Every record that follows should be printed verbatim.

══ DATASET EXCERPTS ══

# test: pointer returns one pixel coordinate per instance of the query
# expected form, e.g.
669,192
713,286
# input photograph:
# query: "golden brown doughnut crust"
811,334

═══

- **TASK RESPONSE**:
# test: pointer returns one pixel coordinate per instance of the query
# expected form, e.g.
669,192
713,286
# input photograph:
# query: "golden brown doughnut crust"
811,334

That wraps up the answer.